* DATASET CONTENT:
○ ○ ○ ○ ○ ○ ○
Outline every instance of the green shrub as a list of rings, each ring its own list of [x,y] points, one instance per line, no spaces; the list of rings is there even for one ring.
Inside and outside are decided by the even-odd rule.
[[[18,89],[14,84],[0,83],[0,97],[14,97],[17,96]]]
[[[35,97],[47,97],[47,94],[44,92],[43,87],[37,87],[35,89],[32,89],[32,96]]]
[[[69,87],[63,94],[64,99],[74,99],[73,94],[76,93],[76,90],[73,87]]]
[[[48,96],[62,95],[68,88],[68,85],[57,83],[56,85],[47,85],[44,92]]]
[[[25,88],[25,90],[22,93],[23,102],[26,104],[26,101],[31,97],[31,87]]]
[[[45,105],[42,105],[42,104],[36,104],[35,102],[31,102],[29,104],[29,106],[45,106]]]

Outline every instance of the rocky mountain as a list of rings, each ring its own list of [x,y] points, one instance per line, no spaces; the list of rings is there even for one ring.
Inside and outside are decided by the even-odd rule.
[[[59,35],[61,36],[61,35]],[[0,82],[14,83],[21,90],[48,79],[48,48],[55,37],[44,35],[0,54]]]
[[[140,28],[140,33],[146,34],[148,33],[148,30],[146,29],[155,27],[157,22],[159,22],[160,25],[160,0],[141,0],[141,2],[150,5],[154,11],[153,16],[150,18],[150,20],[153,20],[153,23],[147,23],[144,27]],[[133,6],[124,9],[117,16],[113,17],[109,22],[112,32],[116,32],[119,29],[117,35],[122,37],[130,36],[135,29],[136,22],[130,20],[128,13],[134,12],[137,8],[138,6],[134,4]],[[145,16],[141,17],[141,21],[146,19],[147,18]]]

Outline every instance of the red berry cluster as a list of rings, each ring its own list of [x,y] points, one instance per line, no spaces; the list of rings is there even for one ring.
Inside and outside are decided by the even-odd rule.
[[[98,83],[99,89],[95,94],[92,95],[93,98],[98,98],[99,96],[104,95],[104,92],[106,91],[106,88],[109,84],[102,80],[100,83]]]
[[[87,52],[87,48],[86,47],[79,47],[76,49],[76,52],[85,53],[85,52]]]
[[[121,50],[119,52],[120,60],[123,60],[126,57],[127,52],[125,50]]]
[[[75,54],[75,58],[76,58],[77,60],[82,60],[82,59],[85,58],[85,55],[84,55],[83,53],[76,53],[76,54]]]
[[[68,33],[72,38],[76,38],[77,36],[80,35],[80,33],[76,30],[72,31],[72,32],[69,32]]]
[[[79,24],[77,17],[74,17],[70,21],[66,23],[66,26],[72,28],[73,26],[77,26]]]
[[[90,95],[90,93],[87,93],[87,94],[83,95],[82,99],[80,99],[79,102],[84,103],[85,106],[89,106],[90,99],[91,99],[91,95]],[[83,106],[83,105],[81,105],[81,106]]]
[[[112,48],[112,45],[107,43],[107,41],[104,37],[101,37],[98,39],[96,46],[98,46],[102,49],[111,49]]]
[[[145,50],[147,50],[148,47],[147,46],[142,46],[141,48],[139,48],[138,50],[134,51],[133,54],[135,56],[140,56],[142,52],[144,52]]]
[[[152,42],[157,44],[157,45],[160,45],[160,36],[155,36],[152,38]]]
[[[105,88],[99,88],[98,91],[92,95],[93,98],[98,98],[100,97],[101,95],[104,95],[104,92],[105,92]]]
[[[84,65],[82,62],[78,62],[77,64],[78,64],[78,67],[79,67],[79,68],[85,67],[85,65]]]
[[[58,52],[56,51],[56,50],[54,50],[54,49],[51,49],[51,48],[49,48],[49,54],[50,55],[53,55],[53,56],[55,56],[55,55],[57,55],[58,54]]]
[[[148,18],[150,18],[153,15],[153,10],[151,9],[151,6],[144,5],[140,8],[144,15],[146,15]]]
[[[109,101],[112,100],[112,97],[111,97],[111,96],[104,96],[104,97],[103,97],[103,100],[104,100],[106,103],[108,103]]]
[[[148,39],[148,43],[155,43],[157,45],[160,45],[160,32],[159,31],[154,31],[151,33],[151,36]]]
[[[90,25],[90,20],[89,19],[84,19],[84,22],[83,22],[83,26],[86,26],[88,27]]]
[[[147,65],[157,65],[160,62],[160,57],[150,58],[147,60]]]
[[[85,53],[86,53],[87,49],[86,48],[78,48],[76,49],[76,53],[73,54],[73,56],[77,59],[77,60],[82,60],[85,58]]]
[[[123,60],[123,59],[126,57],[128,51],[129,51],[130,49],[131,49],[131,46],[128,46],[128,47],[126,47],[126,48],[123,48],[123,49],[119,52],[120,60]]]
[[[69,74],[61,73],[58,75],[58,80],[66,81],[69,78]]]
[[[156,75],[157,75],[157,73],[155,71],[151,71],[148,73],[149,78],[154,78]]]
○ ○ ○ ○ ○ ○ ○
* WHAT THE TASK ASKS: Every record must be transcribed exactly as written.

* TASK ANSWER:
Outline every instance of the green shrub as a list of rings, each ring its own list of [x,y] points, one instance per line, no spaces; the list of rings is there even for one ring.
Inside and outside are decided by the even-odd rule.
[[[18,89],[14,84],[0,83],[0,97],[14,97],[17,96]]]
[[[35,97],[47,97],[47,94],[44,92],[43,87],[37,87],[35,89],[32,89],[32,96]]]
[[[69,87],[63,94],[64,99],[74,99],[73,94],[76,93],[76,90],[73,87]]]
[[[48,96],[62,95],[68,88],[68,85],[57,83],[56,85],[47,85],[44,92]]]
[[[25,88],[25,90],[22,93],[23,102],[26,104],[26,101],[31,97],[31,87]]]
[[[45,105],[42,105],[42,104],[36,104],[35,102],[31,102],[29,104],[29,106],[45,106]]]

Outline every instance of the rocky mountain as a list of rings, each ring its own list of [x,y] points, one instance per line, no spaces; the list of rings is there even for one ring.
Inside and outside are decided by the even-odd rule.
[[[59,35],[61,36],[61,35]],[[0,82],[14,83],[21,90],[48,79],[48,48],[55,37],[44,35],[0,54]]]
[[[140,28],[140,33],[146,34],[148,33],[148,30],[146,29],[155,27],[157,22],[159,22],[160,25],[160,0],[141,0],[141,2],[150,5],[154,11],[153,16],[150,18],[150,20],[153,20],[153,23],[147,23],[144,27]],[[133,6],[124,9],[117,16],[113,17],[109,22],[112,32],[116,32],[119,29],[117,35],[122,37],[130,36],[135,29],[136,22],[130,20],[128,13],[134,12],[137,8],[138,6],[134,4]],[[145,16],[141,17],[141,21],[146,19],[147,18]]]

Outline every instance of the red berry cluster as a list of rings, each ring its own list of [x,y] points, one instance per line, no spaces; the list of rings is there even for one ring.
Inside and outside are decided by the even-odd rule.
[[[98,83],[99,89],[95,94],[92,95],[93,98],[98,98],[99,96],[104,95],[104,92],[106,91],[106,88],[109,84],[102,80],[100,83]]]
[[[87,52],[87,48],[86,47],[79,47],[76,49],[76,52],[85,53],[85,52]]]
[[[121,50],[119,52],[120,60],[123,60],[126,57],[127,52],[125,50]]]
[[[75,54],[75,58],[76,58],[77,60],[82,60],[82,59],[85,58],[85,55],[84,55],[83,53],[76,53],[76,54]]]
[[[68,33],[72,38],[76,38],[77,36],[80,35],[80,33],[76,30],[72,31],[72,32],[69,32]]]
[[[79,24],[77,17],[74,17],[70,21],[66,23],[66,26],[72,28],[73,26],[77,26]]]
[[[90,95],[90,93],[87,93],[87,94],[83,95],[82,99],[80,99],[79,102],[84,103],[85,106],[89,106],[90,99],[91,99],[91,95]],[[83,106],[83,105],[81,105],[81,106]]]
[[[112,48],[112,45],[107,43],[107,41],[104,37],[101,37],[98,39],[96,46],[98,46],[102,49],[111,49]]]
[[[145,50],[147,50],[148,47],[147,46],[142,46],[141,48],[139,48],[138,50],[134,51],[133,54],[135,56],[140,56],[142,52],[144,52]]]
[[[152,42],[157,44],[157,45],[160,45],[160,36],[155,36],[152,38]]]
[[[105,88],[99,88],[98,91],[92,95],[93,98],[98,98],[100,97],[101,95],[104,95],[104,92],[105,92]]]
[[[84,65],[82,62],[78,62],[77,64],[78,64],[78,67],[79,67],[79,68],[85,67],[85,65]]]
[[[58,52],[56,51],[56,50],[54,50],[54,49],[51,49],[51,48],[49,48],[49,54],[50,55],[53,55],[53,56],[55,56],[55,55],[57,55],[58,54]]]
[[[148,18],[150,18],[153,15],[153,10],[151,9],[151,6],[144,5],[140,8],[144,15],[146,15]]]
[[[109,101],[112,100],[112,97],[111,97],[111,96],[104,96],[104,97],[103,97],[103,100],[104,100],[106,103],[108,103]]]
[[[148,39],[148,43],[155,43],[157,45],[160,45],[160,32],[159,31],[154,31],[151,33],[151,36]]]
[[[90,25],[90,20],[89,19],[84,19],[84,22],[83,22],[83,26],[86,26],[88,27]]]
[[[147,65],[157,65],[160,62],[160,57],[150,58],[147,60]]]
[[[85,53],[86,53],[87,49],[86,48],[78,48],[76,49],[76,53],[73,54],[73,56],[77,59],[77,60],[82,60],[85,58]]]
[[[123,60],[123,59],[126,57],[128,51],[129,51],[130,49],[131,49],[131,46],[128,46],[128,47],[126,47],[126,48],[123,48],[123,49],[119,52],[120,60]]]
[[[69,74],[61,73],[58,75],[58,80],[66,81],[69,78]]]
[[[156,75],[157,75],[157,73],[155,71],[151,71],[148,73],[149,78],[154,78]]]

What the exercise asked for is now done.